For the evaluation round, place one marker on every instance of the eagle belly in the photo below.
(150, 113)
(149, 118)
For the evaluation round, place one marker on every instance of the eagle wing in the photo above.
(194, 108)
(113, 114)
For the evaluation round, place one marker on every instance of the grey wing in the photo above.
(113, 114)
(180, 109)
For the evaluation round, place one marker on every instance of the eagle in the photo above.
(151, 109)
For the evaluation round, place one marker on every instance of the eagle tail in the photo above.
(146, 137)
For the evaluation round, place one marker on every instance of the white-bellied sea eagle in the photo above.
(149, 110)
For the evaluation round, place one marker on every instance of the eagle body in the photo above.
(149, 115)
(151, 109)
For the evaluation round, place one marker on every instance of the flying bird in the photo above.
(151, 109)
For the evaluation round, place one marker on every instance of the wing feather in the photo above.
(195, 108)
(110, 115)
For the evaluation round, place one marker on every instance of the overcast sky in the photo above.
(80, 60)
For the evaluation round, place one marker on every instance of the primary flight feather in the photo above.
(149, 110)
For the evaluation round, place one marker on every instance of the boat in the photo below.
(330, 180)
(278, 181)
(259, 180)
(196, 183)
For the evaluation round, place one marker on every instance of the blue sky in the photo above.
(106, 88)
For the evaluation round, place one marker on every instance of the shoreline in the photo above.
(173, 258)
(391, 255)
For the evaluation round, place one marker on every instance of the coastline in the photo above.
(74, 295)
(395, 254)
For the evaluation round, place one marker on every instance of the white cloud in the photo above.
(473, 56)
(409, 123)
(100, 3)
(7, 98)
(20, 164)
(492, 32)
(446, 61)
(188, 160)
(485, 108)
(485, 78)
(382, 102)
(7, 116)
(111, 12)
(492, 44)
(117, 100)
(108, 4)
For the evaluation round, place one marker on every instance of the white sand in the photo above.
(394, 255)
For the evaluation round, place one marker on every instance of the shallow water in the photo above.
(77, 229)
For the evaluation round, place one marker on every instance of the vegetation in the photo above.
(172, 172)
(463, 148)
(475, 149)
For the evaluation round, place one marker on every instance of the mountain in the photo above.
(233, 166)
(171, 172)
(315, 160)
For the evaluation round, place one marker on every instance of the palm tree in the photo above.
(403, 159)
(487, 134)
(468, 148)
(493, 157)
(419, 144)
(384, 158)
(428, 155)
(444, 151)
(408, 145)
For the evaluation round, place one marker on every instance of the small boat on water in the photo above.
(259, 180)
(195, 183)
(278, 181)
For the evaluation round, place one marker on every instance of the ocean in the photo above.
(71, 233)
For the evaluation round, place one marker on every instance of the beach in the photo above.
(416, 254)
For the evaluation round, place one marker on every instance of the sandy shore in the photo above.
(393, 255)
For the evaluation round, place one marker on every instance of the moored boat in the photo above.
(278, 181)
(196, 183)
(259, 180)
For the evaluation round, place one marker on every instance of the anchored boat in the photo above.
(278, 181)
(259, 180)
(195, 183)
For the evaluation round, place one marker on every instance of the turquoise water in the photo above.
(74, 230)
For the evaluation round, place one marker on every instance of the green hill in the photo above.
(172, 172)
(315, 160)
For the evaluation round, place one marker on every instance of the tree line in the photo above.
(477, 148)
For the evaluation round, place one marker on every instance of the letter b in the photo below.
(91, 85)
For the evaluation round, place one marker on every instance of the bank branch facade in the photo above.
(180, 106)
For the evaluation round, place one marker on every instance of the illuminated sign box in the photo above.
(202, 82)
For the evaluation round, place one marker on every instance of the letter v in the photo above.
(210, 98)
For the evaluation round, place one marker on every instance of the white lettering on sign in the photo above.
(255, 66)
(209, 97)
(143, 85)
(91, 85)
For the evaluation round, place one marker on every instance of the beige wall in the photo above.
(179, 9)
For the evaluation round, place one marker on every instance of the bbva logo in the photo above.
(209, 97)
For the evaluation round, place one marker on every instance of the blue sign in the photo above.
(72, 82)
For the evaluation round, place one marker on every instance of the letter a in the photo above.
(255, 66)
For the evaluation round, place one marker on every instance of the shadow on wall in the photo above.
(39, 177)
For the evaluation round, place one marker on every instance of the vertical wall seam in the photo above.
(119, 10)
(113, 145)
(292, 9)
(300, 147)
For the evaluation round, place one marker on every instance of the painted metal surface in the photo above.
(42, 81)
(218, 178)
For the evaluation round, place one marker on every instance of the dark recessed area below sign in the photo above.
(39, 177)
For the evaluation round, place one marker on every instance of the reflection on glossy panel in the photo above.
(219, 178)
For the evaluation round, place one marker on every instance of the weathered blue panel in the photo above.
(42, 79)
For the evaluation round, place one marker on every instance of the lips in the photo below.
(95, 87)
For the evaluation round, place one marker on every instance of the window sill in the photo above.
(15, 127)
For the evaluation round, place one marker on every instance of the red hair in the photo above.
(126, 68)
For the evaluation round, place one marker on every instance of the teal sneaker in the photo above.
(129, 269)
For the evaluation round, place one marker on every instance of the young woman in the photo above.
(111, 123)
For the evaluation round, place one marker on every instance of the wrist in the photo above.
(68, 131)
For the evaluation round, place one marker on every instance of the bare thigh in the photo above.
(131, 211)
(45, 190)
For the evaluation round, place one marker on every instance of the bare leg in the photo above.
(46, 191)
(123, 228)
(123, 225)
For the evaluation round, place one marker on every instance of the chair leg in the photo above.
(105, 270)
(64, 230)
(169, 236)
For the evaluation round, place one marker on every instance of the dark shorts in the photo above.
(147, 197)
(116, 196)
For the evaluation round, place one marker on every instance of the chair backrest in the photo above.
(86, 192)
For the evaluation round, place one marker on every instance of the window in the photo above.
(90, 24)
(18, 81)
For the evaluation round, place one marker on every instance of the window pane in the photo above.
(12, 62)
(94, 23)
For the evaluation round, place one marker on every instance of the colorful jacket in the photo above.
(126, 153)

+++

▶ _What to produce_:
Copy every one of the items above word for word, from the first through the last.

▶ _Solution to the exercise_:
For the evaluation round, place one marker on every instance of the eagle belly in the photo below.
(150, 113)
(149, 118)
For the evaluation round, place one marker on every instance of the eagle wing in the photo above.
(194, 108)
(113, 114)
For the evaluation round, place one marker on every instance of the grey wing in the photo above.
(113, 114)
(180, 109)
For the evaluation round, place one marker on every instance of the eagle in the photo above.
(151, 109)
For the evaluation round, place one marker on every instance of the eagle tail in the photo above.
(146, 137)
For the evaluation round, place one marker on every instance of the white-bellied sea eagle in the photo above.
(149, 110)
For the evaluation round, place one marker on every instance of the eagle body in the photo above.
(149, 115)
(151, 109)
For the evaluation round, place one marker on every instance of the flying bird in the photo above.
(151, 109)
For the evaluation round, place one marker on every instance of the wing feather in the photo above.
(195, 108)
(110, 115)
For the evaluation round, place one marker on every instance of the overcast sky in the photo above.
(80, 60)
For the evaluation round, place one marker on every instance of the primary flight feather in the photo above.
(149, 110)
For the evaluation round, place one marker on every instance of the boat in the photo below.
(330, 180)
(278, 181)
(259, 180)
(196, 183)
For the evaluation round, place one marker on every instance of the blue sky in the photo above.
(106, 88)
For the evaluation round, place one marker on every instance of the shoreline in the photo above.
(173, 258)
(391, 255)
For the evaluation round, place one marker on every instance of the coastline in the photo above.
(74, 295)
(395, 254)
For the evaluation round, place one marker on every instance of the white cloud in the photo above.
(473, 56)
(409, 123)
(100, 3)
(7, 98)
(20, 164)
(492, 32)
(446, 61)
(188, 160)
(485, 108)
(485, 78)
(382, 102)
(7, 116)
(111, 12)
(492, 44)
(117, 100)
(108, 4)
For the evaluation round, place one marker on every instance of the white sand in the photo above.
(394, 255)
For the evaluation round, place one marker on every instance of the shallow water in the photo above.
(77, 229)
For the evaluation round, place one marker on every instance of the vegetation in the photo above.
(172, 172)
(463, 148)
(475, 149)
For the evaluation round, place one marker on every instance of the mountain in the photo above.
(233, 166)
(171, 172)
(315, 160)
For the evaluation round, place one marker on every instance of the palm tree in the photo above.
(403, 159)
(487, 134)
(468, 148)
(493, 157)
(419, 144)
(384, 158)
(428, 155)
(444, 151)
(408, 145)
For the evaluation round, place one marker on every instance of the small boat on water in the photo above.
(259, 180)
(195, 183)
(278, 181)
For the evaluation round, place one marker on every instance of the ocean in the photo above.
(71, 233)
For the evaluation round, place one marker on every instance of the beach in the photo above.
(416, 254)
For the evaluation round, place one marker on every instance of the sandy shore in the photo above.
(393, 255)
For the evaluation round, place one marker on every instance of the moored boat in the photo above.
(278, 181)
(196, 183)
(259, 180)
For the evaluation round, place one marker on every instance of the anchored boat in the photo above.
(278, 181)
(259, 180)
(195, 183)
For the evaluation round, place one marker on every instance of the turquoise water in the photo above.
(74, 230)
For the evaluation round, place one marker on every instance of the green hill in the photo above.
(172, 172)
(315, 160)
For the evaluation round, place one marker on every instance of the tree line in the photo above.
(477, 148)
For the evaluation round, place one marker on every instance of the letter b in the photo below.
(91, 85)
For the evaluation round, place one marker on every instance of the bank branch facade in the photo above.
(180, 106)
For the evaluation round, place one marker on every instance of the illuminated sign box in the photo above.
(202, 82)
For the evaluation round, place one marker on every instance of the letter v in the photo above.
(210, 98)
For the evaluation round, place one marker on every instance of the white lettering on sign in the photo above.
(255, 66)
(209, 97)
(143, 85)
(91, 85)
For the evaluation round, place one marker on every instance of the beige wall in the photo above.
(179, 9)
For the evaluation round, place one marker on every instance of the bbva logo in the photo above.
(209, 97)
For the evaluation round, place one marker on every instance of the blue sign in the photo above.
(72, 82)
For the evaluation round, place one marker on every instance of the letter a in the photo above.
(255, 66)
For the evaluation round, place one marker on every instance of the shadow on wall in the photo above.
(39, 177)
For the evaluation round, place one marker on every instance of the vertical wall seam in the photo above.
(119, 10)
(113, 145)
(292, 9)
(300, 147)
For the evaluation round, place one marker on every instance of the painted metal surface in the photo above.
(42, 81)
(218, 178)
For the evaluation round, place one marker on every instance of the dark recessed area below sign in the photo above.
(39, 177)
For the evaluation round, place one marker on every instance of the reflection on glossy panel in the photo above.
(219, 178)
For the evaluation round, place one marker on every instance of the weathered blue panel in the photo above.
(42, 79)
For the evaluation round, place one marker on every instance of the lips in the photo below.
(95, 87)
For the evaluation round, place one marker on every instance of the window sill in the photo above.
(15, 127)
For the evaluation round, place one marker on every instance of the red hair in the photo above.
(126, 68)
For the evaluation round, place one marker on every instance of the teal sneaker in the photo above.
(129, 269)
For the evaluation round, place one marker on every instance of the young woman in the photo above.
(111, 123)
For the evaluation round, place one marker on every instance of the wrist in the photo above.
(68, 131)
For the evaluation round, place one marker on every instance of the bare thigh in the photo above.
(131, 211)
(45, 190)
For the evaluation round, place one marker on every instance of the bare leg in the photo above.
(46, 191)
(123, 228)
(123, 225)
For the evaluation round, place one marker on every instance of the chair leg in the photo above.
(105, 270)
(64, 230)
(169, 236)
For the evaluation round, place one marker on every instance of the dark shorts in the photo above.
(147, 197)
(116, 196)
For the evaluation round, place one marker on every instance of the chair backrest in the photo above.
(86, 192)
For the evaluation round, place one marker on every instance of the window in the photo above.
(90, 24)
(18, 81)
For the evaluation round, place one marker on every instance of the window pane in the photo above.
(12, 62)
(94, 23)
For the evaluation round, place one marker on every instance of the colorful jacket in the photo above.
(126, 153)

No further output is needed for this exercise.